_TASKS TO COMPLETE_.
1 - Condense the paragraph of the blog post on Lord Howell that begins "Lord Howell writes yet again" into a shorter version that keeps its main facts.
2 - Reproduce word for word the part of the blog post on Lord Howell from "Tuesday, March 25, 2003" to "can be coaxed...".

_EXTRACTED TEXT_.
# # #
Tuesday, March 25, 2003
Howelling - 25th March 2003,

Lord Howell writes yet again in the Japan Times on the approach that Britain should take towards Europe. He argues that the drive by France and Germany to dominate the European Union is now at an end and that the structures will have to be rebalanced towards a "gentler, more democratic" continent. In order for this to take effect, Britain has to act as a bridge-builder and coax Germany back towards an Atlanticist position.

The problem that Howell avoids is, of course, that Blair's attempt to form a troika in Europe has ended in ignominy with the continental powers actively attempting to bring down his government. Those are not the acts of longstanding allies. Moreover, Germany does not appear to be in a position where they can be coaxed...

Joschka Fischer, German foreign minister, said yesterday that Germany would flatly oppose a new world order emerging from the Iraq war, based on an all-powerful US dictating terms to the international community. Referring to Britain and Spain, he said: "One must ask whether the countries that are such close partners of the US had or have an influence [over Washington's Iraq policy]."
He said the positions taken by the British and Spanish governments had led to "major [domestic] problems that bordered on the destabilisation of democratic systems".

The combination of hyperbole and transnationalism places Germany on the side of the idealists who view international law as the moral standard. Britain, under New Labour, recognises the primacy of international law, but still views it as a tool for moral and political ends, rather than as an end in itself. If there's one thing we can be thankful for, it is that we are not yet infected by Teutonic Transnationalism, a virulent and pacifistic version of the disease.
# # #
_RECORDS PROVIDED_.
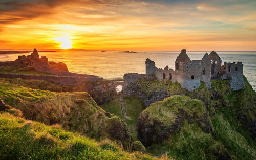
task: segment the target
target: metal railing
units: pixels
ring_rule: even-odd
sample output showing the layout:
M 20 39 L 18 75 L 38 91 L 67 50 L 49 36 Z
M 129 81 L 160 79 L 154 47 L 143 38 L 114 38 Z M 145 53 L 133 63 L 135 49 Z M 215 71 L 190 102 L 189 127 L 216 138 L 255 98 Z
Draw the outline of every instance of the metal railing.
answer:
M 104 81 L 123 81 L 123 77 L 114 77 L 114 78 L 103 78 L 103 80 Z

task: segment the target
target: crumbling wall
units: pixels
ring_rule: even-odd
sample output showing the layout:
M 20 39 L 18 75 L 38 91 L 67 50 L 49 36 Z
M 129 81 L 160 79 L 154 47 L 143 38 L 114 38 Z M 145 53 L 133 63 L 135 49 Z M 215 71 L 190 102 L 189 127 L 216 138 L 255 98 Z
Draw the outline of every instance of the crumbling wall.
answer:
M 123 75 L 123 79 L 124 82 L 127 84 L 134 83 L 140 79 L 146 76 L 145 74 L 138 74 L 137 73 L 126 73 Z
M 179 81 L 180 73 L 178 71 L 174 71 L 173 69 L 165 70 L 156 67 L 155 74 L 157 76 L 158 80 L 164 80 L 165 81 L 170 80 L 172 82 Z
M 90 77 L 72 77 L 59 76 L 50 75 L 39 75 L 32 74 L 24 74 L 16 73 L 0 73 L 1 78 L 20 78 L 24 79 L 35 79 L 45 80 L 53 83 L 58 83 L 62 85 L 76 85 L 83 82 L 92 82 L 103 81 L 102 78 Z
M 211 78 L 218 78 L 221 76 L 221 58 L 214 51 L 209 55 L 211 60 Z
M 244 80 L 243 64 L 241 62 L 228 63 L 224 62 L 221 67 L 222 79 L 228 79 L 231 87 L 233 90 L 238 90 L 245 88 Z
M 185 49 L 181 50 L 181 52 L 175 60 L 175 66 L 174 66 L 175 71 L 180 70 L 180 63 L 181 62 L 183 62 L 184 64 L 187 64 L 188 63 L 191 62 L 191 60 L 189 57 L 188 57 L 188 56 L 186 53 L 186 50 Z
M 179 83 L 182 88 L 192 91 L 200 85 L 202 68 L 200 63 L 184 64 L 180 63 L 180 80 Z
M 201 80 L 205 82 L 205 84 L 208 89 L 211 88 L 211 59 L 208 55 L 206 53 L 201 61 Z
M 150 59 L 147 58 L 145 62 L 146 63 L 146 75 L 155 74 L 155 67 L 156 63 L 154 61 L 151 61 Z

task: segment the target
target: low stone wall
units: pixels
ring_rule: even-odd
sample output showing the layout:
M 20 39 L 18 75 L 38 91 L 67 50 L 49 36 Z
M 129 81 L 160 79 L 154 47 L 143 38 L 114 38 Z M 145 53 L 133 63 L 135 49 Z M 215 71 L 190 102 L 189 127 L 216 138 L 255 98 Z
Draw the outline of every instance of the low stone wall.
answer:
M 55 83 L 58 83 L 62 85 L 76 85 L 78 83 L 83 82 L 103 81 L 103 78 L 93 77 L 91 76 L 89 76 L 88 77 L 74 76 L 72 77 L 7 73 L 0 73 L 0 77 L 5 78 L 20 78 L 24 79 L 44 80 Z
M 14 65 L 14 61 L 0 62 L 0 66 L 9 66 Z

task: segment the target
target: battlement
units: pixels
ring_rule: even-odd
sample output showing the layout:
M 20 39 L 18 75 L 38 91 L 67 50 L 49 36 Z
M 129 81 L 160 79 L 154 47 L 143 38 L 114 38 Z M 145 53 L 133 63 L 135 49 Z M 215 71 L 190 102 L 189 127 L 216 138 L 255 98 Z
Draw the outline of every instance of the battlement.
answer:
M 182 88 L 190 91 L 199 86 L 200 81 L 204 81 L 207 87 L 210 89 L 211 79 L 219 78 L 229 79 L 234 90 L 244 88 L 242 62 L 225 62 L 221 66 L 221 59 L 214 51 L 209 55 L 205 53 L 201 60 L 191 60 L 186 54 L 186 50 L 182 50 L 175 60 L 175 71 L 169 69 L 167 65 L 164 70 L 155 67 L 155 62 L 148 58 L 145 62 L 146 75 L 155 74 L 159 80 L 178 81 Z

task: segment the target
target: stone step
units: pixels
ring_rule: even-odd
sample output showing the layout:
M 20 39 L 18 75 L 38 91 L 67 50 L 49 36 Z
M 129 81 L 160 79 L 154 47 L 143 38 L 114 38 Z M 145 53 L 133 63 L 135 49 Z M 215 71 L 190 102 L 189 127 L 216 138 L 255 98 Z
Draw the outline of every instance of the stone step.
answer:
M 119 98 L 119 100 L 120 100 L 120 102 L 121 102 L 121 104 L 122 105 L 122 110 L 123 111 L 123 115 L 124 115 L 124 116 L 127 116 L 127 113 L 126 113 L 126 108 L 125 108 L 125 104 L 124 104 L 124 102 L 123 100 L 123 98 L 122 97 L 120 98 Z

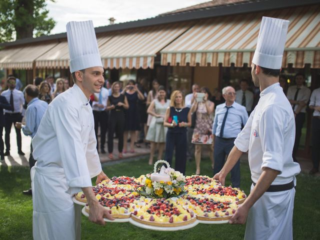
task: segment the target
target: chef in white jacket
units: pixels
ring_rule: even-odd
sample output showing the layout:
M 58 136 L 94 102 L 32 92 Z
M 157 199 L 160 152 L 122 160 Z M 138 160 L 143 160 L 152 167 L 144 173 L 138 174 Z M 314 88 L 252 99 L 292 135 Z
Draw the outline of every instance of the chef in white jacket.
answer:
M 89 220 L 112 219 L 98 204 L 91 178 L 107 178 L 96 150 L 90 96 L 100 92 L 104 69 L 92 21 L 70 22 L 66 32 L 74 84 L 49 104 L 32 140 L 33 236 L 36 240 L 78 239 L 72 196 L 83 191 Z
M 289 21 L 263 17 L 252 65 L 254 86 L 261 90 L 258 105 L 234 141 L 227 162 L 214 176 L 224 184 L 228 172 L 248 150 L 252 184 L 230 224 L 246 220 L 244 239 L 292 239 L 295 176 L 293 162 L 294 116 L 280 86 L 279 74 Z

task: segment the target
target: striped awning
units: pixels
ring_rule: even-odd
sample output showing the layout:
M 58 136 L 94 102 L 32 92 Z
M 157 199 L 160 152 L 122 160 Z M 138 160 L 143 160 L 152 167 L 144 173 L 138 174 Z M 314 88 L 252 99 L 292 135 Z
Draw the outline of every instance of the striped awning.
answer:
M 190 22 L 118 31 L 100 48 L 105 68 L 153 68 L 156 54 L 191 26 Z
M 50 43 L 28 46 L 0 51 L 0 56 L 4 57 L 0 60 L 0 67 L 6 68 L 32 69 L 34 61 L 41 55 L 57 45 Z
M 111 36 L 106 34 L 97 38 L 98 46 L 110 40 Z M 69 68 L 69 48 L 66 40 L 42 55 L 36 60 L 38 68 Z
M 320 6 L 218 17 L 198 22 L 161 52 L 161 64 L 251 64 L 262 16 L 290 21 L 282 67 L 320 68 Z

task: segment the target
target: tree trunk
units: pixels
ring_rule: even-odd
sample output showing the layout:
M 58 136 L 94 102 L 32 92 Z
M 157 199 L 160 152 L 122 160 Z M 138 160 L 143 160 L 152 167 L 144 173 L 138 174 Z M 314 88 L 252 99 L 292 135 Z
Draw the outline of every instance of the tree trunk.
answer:
M 16 22 L 14 28 L 16 32 L 16 40 L 32 38 L 34 32 L 33 19 L 34 4 L 34 1 L 30 0 L 18 0 L 17 4 L 14 10 L 16 14 L 19 14 L 22 10 L 26 12 L 26 14 L 22 14 L 22 17 L 19 22 Z M 21 9 L 22 8 L 22 9 Z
# # #
_ANSWERS BY ITEM_.
1 - In the Japan Times, Lord Howell again addresses Britain's approach to Europe. He says the Franco-German push to dominate the European Union has ended, so its structures must be rebalanced toward a "gentler, more democratic" continent. For that to happen, Britain must act as a bridge-builder and coax Germany back toward an Atlanticist position.

2 -
Tuesday, March 25, 2003
Howelling - 25th March 2003,

Lord Howell writes yet again in the Japan Times on the approach that Britain should take towards Europe. He argues that the drive by France and Germany to dominate the European Union is now at an end and that the structures will have to be rebalanced towards a "gentler, more democratic" continent. In order for this to take effect, Britain has to act as a bridge-builder and coax Germany back towards an Atlanticist position.

The problem that Howell avoids is, of course, that Blair's attempt to form a troika in Europe has ended in ignominy with the continental powers actively attempting to bring down his government. Those are not the acts of longstanding allies. Moreover, Germany does not appear to be in a position where they can be coaxed...